---------- Records for this task

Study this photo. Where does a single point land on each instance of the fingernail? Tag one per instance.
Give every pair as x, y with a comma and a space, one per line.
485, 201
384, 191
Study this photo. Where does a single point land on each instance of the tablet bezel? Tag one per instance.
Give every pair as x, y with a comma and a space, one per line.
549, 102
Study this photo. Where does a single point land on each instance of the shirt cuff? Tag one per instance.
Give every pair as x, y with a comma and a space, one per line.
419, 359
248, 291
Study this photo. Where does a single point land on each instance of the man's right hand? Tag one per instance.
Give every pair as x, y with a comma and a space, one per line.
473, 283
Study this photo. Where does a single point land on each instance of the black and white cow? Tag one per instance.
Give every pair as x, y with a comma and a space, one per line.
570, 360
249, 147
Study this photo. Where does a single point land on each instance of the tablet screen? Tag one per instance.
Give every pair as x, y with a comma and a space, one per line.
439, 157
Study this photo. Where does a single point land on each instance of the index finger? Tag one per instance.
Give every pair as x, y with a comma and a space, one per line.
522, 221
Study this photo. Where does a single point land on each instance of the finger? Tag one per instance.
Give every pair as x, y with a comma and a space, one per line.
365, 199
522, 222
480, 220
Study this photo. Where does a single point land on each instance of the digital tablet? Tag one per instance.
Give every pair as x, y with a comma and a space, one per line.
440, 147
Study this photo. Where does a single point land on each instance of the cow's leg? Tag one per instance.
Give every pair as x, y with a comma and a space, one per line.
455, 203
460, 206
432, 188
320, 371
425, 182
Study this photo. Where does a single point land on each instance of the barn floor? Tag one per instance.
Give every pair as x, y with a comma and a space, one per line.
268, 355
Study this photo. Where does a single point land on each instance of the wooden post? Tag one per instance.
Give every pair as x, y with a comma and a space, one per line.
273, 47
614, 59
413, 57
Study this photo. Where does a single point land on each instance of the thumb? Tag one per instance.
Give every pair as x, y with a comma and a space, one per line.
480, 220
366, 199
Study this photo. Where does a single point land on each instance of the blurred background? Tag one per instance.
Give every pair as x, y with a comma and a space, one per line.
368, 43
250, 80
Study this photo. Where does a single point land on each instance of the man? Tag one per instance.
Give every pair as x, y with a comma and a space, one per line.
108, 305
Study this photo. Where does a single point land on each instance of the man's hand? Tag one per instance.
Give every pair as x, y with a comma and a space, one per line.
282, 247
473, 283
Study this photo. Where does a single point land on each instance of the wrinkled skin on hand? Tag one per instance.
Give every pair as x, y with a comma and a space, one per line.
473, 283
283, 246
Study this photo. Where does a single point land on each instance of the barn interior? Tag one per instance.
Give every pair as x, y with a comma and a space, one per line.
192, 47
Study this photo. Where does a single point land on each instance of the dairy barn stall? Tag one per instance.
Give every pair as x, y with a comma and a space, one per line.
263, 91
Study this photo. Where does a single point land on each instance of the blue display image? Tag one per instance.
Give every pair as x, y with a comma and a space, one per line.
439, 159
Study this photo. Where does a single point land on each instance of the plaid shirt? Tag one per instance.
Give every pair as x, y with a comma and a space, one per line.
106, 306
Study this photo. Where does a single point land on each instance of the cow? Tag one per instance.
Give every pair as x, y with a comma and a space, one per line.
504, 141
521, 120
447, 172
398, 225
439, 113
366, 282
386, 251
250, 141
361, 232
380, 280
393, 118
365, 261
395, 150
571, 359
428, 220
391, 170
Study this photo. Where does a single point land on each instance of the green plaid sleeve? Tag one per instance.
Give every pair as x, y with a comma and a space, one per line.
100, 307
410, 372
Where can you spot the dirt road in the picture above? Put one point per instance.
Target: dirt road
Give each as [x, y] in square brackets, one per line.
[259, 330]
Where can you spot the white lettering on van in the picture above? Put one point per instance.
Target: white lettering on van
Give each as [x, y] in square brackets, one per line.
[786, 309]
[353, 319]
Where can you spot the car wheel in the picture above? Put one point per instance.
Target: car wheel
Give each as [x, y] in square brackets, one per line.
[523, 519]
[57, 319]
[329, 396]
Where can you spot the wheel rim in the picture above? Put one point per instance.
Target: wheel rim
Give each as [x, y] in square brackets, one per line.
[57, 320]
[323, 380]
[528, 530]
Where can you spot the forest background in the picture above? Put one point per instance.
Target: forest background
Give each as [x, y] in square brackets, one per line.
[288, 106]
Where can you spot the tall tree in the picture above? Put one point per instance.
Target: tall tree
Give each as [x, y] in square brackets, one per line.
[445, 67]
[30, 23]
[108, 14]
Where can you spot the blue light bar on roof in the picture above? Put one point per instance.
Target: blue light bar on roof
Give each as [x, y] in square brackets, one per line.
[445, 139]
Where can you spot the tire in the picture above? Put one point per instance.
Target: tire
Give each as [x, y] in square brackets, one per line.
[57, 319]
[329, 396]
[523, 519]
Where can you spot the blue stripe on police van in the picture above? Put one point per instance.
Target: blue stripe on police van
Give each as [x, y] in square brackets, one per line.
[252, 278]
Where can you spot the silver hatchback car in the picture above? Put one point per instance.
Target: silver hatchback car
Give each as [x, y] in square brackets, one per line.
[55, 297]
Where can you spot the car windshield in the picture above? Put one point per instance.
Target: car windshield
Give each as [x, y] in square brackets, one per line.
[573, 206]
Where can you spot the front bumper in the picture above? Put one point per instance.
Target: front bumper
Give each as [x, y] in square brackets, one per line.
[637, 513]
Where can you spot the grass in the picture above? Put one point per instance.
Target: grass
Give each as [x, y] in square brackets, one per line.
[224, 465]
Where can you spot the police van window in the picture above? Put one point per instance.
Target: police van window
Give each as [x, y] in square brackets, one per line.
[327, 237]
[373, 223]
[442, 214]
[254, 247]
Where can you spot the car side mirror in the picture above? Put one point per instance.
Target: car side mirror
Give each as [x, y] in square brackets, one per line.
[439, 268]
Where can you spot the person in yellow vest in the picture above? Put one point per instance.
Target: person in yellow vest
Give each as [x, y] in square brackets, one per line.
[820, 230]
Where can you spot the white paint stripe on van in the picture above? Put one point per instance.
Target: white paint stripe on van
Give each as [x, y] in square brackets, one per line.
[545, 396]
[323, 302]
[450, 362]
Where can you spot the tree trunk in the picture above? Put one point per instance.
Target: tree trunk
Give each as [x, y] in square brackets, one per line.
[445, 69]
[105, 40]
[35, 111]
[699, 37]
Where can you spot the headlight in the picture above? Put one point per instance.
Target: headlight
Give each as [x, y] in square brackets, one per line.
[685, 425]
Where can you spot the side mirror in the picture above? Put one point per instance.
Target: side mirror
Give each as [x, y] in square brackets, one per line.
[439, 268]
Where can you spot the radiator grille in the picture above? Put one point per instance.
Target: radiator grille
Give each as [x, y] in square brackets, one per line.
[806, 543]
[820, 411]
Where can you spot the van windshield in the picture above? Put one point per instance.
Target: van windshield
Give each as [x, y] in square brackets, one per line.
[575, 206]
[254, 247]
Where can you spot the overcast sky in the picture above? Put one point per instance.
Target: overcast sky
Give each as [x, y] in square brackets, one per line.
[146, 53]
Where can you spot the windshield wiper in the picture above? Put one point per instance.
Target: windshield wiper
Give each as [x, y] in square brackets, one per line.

--------------------

## [Stated problem]
Starting at the line that contains "Where can you spot the grass", retype each line through the end of the listing above and nothing else.

## [Answer to the problem]
Where can you spot the grass in the picture above? Put one point per instance.
Target: grass
Give each as [x, y] in square brackets, one per line.
[224, 465]
Where can you spot the police van window in the picture above? Put one point per instance.
Target: police van window
Give each as [x, y] in square brackets, one per line.
[327, 237]
[373, 223]
[442, 214]
[254, 247]
Where can you spot the car side mirror in the picture above? Put one point per instance.
Target: car side mirror
Give each as [x, y] in square brackets, one per line.
[439, 268]
Where can you spot the person in yellow vest in the picture above? Put one point per instance.
Target: person in yellow vest
Give each as [x, y] in square brackets, one per line.
[820, 230]
Where can you spot the white paint stripe on van in the picture above? Put one point per instance.
Target: white paint stripe on van
Give each as [x, y] in square brackets, one per line.
[545, 396]
[323, 302]
[450, 362]
Where can you spot the tree trunk in the picture above? Put one point per instance.
Target: tree trunk
Give each as [x, y] in square brackets, one per line.
[445, 69]
[105, 40]
[35, 111]
[699, 37]
Where can you spot the headlight in the picture above? Put one point per instance.
Target: headlight
Give each as [x, y] in square brackets, one per line.
[685, 425]
Where can you spot the side mirror in the picture above? Put one point per instance.
Target: side mirror
Give each as [x, y] in square brackets, one per line.
[439, 268]
Where can you spot the radiator grille in the picture above? Put one point per instance.
Target: radiator grille
Give each as [x, y] in square brackets, one per line.
[806, 543]
[820, 411]
Where can you spot the van windshield in the picture above? Put one point per instance.
Target: van windshield
Give each as [x, y] in square brackets, one per line.
[575, 206]
[254, 247]
Where can you spot the overcast sky in the picture above? Put one point per instance.
Target: overcast sky
Give each as [x, y] in square brackets, one per line.
[146, 53]
Where can you spot the windshield wiper in the picture above? Put one point per instance.
Target: windshield wiper
Give each as [x, y] in square brackets, one per line.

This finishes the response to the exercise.